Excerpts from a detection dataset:
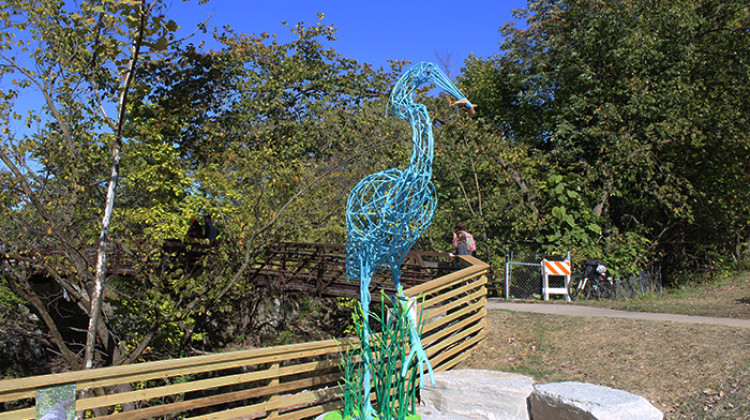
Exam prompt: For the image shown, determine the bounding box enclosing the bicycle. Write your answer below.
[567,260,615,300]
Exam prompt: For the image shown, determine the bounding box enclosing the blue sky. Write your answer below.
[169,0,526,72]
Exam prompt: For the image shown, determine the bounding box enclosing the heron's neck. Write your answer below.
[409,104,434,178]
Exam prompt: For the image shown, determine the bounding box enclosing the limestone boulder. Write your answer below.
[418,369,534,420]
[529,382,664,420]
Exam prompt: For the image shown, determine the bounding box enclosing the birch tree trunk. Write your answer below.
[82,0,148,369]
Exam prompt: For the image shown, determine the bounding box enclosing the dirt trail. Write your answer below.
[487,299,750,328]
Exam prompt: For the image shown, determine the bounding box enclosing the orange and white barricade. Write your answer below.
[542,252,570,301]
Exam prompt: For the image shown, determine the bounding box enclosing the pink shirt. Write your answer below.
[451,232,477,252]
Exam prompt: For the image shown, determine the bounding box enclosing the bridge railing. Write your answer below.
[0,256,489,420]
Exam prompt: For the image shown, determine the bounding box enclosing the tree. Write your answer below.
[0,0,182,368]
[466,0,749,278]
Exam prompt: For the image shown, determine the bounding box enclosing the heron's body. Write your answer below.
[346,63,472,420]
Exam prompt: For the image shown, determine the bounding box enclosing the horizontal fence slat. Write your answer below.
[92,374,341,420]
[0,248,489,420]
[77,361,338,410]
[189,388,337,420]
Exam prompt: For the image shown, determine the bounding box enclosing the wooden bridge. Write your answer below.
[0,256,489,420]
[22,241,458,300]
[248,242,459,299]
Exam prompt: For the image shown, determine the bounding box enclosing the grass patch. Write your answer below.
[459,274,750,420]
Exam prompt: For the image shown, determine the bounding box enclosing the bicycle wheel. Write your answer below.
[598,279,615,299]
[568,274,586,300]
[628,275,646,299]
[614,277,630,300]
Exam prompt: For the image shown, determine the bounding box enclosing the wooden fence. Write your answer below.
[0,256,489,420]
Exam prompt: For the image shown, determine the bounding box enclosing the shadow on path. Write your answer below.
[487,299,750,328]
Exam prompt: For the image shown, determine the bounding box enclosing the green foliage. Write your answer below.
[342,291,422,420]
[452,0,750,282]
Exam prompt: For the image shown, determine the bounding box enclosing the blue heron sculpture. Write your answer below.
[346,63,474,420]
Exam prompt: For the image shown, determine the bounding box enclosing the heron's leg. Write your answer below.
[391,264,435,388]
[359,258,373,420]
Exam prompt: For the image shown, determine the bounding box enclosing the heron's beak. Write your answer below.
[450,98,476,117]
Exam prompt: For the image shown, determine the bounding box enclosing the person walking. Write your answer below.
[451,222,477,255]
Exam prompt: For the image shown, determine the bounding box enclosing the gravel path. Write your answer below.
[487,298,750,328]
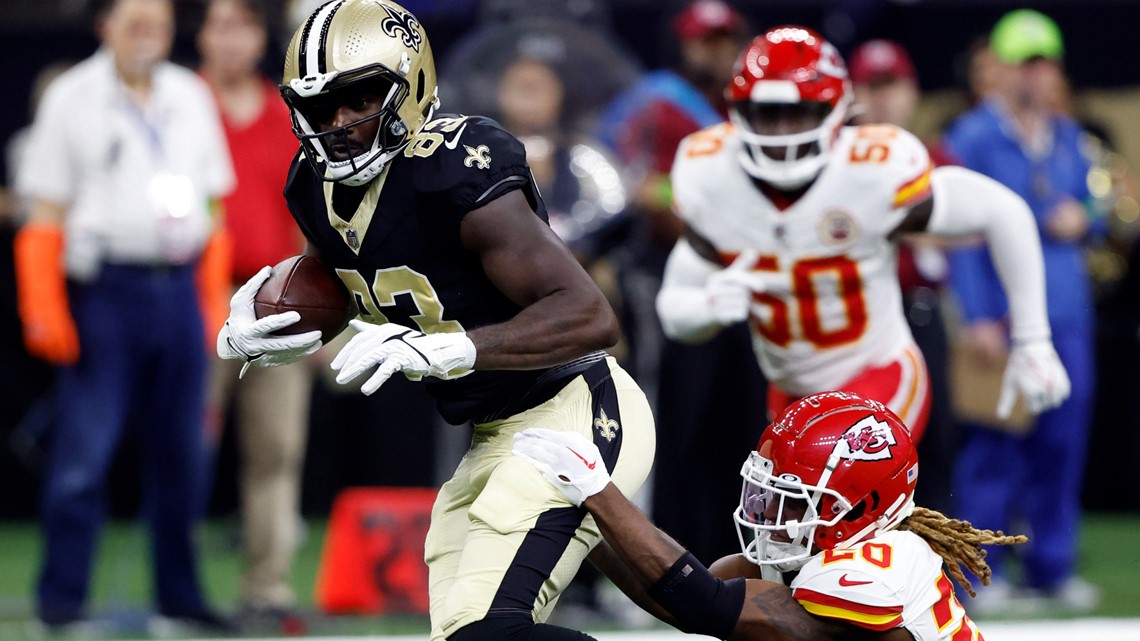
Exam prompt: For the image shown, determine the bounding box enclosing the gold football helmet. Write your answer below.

▶ **Aim of the task**: Reproduce all of the records above verbatim, leaving out the pictures.

▶ **Result for this task**:
Exam prompt: For the image shown, determine the bounding box enclosing the bicycle. Write your answer below.
[567,260,615,300]
Exam prompt: For the image shown, determine the bounding box enclosing the blue sky. Write your answer below.
[169,0,526,72]
Exam prompt: For the image shown, determine the bounding box enclosing the heron's neck. Write your answer below.
[409,104,434,178]
Exam prompt: For the image shown, determine the bounding box enclosing the limestone boulder. Write your answer below.
[418,369,534,420]
[529,382,664,420]
Exam prompt: For the image shown, determine the bounding box enclosing the birch tree trunk. Write your answer below.
[82,0,148,369]
Exam prompt: For the image shown, determine the bounding box enclosing the dirt trail. Write your answer below.
[487,299,750,328]
Exam prompt: For the image shown, determine the bounding box enclosing the orange and white barricade. Write your answer below.
[542,252,570,301]
Exam prompt: For the image shown, determine the bounding box enclosing the pink shirt. Write your answer below.
[451,232,477,252]
Exam prompt: For the image shown, determine the bounding box enclosing the bridge railing. Write your answer below.
[0,256,489,420]
Exam prompt: For the image shown, determine the bounding box enclosing the tree. Write your answer below.
[0,0,182,368]
[466,0,749,278]
Exam prompt: For the image shown, determine the bounding box enclosing the heron's body. Write your answer below.
[346,63,472,420]
Exam prompt: For the image shown, determine the bounding box enclosing the horizontal fence slat. Write your answer below.
[92,374,341,420]
[0,248,489,420]
[77,361,338,410]
[189,388,337,420]
Exam prompt: For the image shown, determine the bounding box enclosing the wooden bridge. Write your answer below.
[0,256,489,420]
[22,241,458,300]
[248,242,459,299]
Exam prompt: For the image shown, determine the bounding box enclosing the grass patch. Write your answer below.
[459,274,750,420]
Exam prompt: For the image shown, determine the bounding box enclosing the bicycle wheel. Write your answer below.
[598,279,615,299]
[568,274,586,300]
[628,275,646,299]
[614,277,630,300]
Exam prompt: For the image shown, determine the bounding box enclosing the wooden fence. Write your answer below.
[0,256,489,420]
Exam prompt: For the image shown, determine the bounding box enclosing the shadow on path. Write your answer below.
[487,299,750,328]
Exam prompt: For the image shown, determine the bounding box enclosing the green foliage. Write your answer below.
[342,291,422,420]
[452,0,750,282]
Exam prompt: For the image shown, determine the bounding box enclosing the blue heron sculpture. Write your answer below.
[346,63,474,420]
Exam prompt: For the image shown, determine the bounding box enclosing the heron's leg. Write your answer below.
[391,264,435,388]
[359,258,373,420]
Exam prompt: For the image shown, determine the bounding box enclosing the heron's beak. Write your answer below.
[450,98,476,117]
Exam prompt: For the image shown, determine the bounding box enclosing the person walking. Write your answer below.
[451,222,477,255]
Exam prompt: For the image shown, determine the bounding box enclosing the gravel path. Write your answer below.
[487,298,750,328]
Exam prompt: For the image shown, determine the bounding box enclosing the gold football helmet. Write your answer below.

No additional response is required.